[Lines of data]

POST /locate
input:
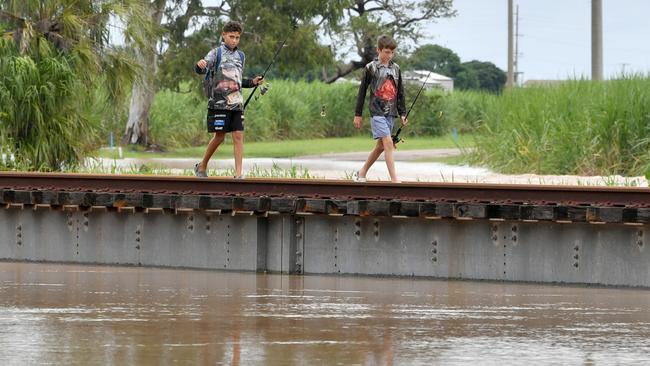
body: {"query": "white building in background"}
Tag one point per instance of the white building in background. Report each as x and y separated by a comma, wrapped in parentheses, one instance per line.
(434, 81)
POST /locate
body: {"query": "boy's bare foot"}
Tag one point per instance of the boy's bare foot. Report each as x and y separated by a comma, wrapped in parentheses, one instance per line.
(199, 173)
(357, 178)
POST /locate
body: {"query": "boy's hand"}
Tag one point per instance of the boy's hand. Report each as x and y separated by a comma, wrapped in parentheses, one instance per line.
(357, 121)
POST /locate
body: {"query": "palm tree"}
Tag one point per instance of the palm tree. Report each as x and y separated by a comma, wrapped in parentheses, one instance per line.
(54, 57)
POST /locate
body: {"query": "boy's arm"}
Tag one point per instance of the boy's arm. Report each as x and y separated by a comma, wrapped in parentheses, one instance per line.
(401, 97)
(251, 83)
(361, 96)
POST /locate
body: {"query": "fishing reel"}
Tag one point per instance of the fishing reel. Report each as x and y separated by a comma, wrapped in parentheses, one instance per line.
(263, 90)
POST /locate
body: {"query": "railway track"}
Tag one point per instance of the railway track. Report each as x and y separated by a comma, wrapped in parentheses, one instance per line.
(453, 200)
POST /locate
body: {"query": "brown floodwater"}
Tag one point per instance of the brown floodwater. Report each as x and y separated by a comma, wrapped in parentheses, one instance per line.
(88, 315)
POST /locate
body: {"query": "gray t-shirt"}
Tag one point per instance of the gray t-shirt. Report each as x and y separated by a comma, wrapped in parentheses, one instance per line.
(228, 79)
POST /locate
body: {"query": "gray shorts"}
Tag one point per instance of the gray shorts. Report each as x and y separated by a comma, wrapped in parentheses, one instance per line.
(381, 126)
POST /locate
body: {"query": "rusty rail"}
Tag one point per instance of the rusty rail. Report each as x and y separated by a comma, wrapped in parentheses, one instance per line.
(636, 197)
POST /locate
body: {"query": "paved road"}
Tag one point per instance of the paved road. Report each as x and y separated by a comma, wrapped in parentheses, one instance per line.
(341, 166)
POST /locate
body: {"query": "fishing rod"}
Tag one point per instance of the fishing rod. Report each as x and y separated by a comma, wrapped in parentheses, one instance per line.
(267, 69)
(395, 137)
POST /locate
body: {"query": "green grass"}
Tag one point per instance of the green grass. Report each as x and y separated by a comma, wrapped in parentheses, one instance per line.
(578, 127)
(294, 148)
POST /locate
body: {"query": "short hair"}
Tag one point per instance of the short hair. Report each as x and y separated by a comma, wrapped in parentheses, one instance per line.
(233, 26)
(386, 42)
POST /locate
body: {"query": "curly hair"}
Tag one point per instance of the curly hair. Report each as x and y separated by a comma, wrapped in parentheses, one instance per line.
(233, 26)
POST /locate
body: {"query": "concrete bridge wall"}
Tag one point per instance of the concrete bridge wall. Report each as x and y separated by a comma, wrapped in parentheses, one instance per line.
(606, 254)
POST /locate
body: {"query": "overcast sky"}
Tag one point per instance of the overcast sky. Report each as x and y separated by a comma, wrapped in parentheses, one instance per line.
(556, 35)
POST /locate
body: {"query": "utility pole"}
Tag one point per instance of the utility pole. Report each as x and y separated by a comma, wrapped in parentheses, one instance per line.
(516, 55)
(596, 39)
(510, 79)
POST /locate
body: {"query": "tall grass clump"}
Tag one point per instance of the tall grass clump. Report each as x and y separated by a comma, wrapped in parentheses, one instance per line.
(40, 115)
(577, 127)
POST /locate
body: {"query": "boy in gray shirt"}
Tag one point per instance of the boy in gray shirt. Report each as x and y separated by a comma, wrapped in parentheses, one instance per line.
(386, 102)
(226, 63)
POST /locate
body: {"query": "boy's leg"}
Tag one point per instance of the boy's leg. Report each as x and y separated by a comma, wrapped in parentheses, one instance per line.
(374, 155)
(388, 156)
(214, 143)
(238, 149)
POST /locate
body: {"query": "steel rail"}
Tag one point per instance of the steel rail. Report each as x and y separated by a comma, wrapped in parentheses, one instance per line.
(335, 189)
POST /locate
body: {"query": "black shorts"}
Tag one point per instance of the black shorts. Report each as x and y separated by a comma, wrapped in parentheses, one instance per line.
(225, 121)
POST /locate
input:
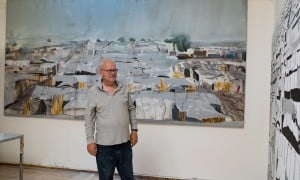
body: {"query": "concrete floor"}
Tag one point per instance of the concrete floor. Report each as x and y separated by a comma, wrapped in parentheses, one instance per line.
(11, 172)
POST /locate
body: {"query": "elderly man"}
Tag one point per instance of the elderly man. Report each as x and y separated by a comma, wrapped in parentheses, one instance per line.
(109, 114)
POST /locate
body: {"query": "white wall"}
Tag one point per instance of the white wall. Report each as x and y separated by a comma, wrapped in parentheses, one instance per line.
(172, 151)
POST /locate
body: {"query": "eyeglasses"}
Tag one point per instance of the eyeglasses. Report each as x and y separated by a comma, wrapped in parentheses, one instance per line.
(110, 70)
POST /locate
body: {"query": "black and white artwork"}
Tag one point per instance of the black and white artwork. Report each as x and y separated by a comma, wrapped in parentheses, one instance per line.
(184, 60)
(284, 160)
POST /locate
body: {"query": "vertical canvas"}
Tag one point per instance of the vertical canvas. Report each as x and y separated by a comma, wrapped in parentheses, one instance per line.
(184, 60)
(284, 155)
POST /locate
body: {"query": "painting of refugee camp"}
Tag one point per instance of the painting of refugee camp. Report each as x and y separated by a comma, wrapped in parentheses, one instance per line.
(184, 60)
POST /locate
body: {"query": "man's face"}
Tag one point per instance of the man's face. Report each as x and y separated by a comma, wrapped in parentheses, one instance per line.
(109, 72)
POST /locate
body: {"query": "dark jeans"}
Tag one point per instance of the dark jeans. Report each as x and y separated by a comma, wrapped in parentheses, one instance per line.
(116, 156)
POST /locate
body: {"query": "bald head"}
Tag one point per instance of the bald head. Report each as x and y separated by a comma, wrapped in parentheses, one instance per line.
(108, 71)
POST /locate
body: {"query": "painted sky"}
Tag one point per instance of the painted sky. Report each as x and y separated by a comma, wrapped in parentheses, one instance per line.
(203, 20)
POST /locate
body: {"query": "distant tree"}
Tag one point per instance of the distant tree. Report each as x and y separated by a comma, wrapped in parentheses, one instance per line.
(121, 39)
(132, 39)
(181, 40)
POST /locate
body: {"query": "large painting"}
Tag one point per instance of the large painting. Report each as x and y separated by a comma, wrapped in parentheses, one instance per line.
(184, 60)
(284, 151)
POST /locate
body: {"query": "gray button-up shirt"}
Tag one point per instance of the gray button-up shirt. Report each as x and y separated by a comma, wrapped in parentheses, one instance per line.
(108, 116)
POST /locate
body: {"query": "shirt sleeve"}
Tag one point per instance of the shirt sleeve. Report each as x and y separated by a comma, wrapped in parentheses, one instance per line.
(90, 116)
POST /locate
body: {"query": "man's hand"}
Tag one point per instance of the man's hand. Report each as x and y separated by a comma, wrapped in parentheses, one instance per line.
(92, 149)
(133, 138)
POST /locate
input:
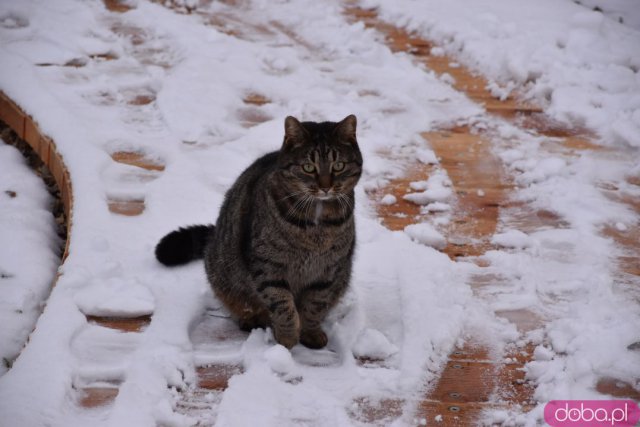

*Exercise aim*: Filter the records above down to the lines that contain the word "camp", matching case exactly, and copy each of those lines in full.

*Result for this exercise*:
body: {"query": "painting of refugee camp"}
Tag one point per instance of the painting of refugee camp. Report each as x and y separated by a comma, wrapped in parentheses, one instance per line.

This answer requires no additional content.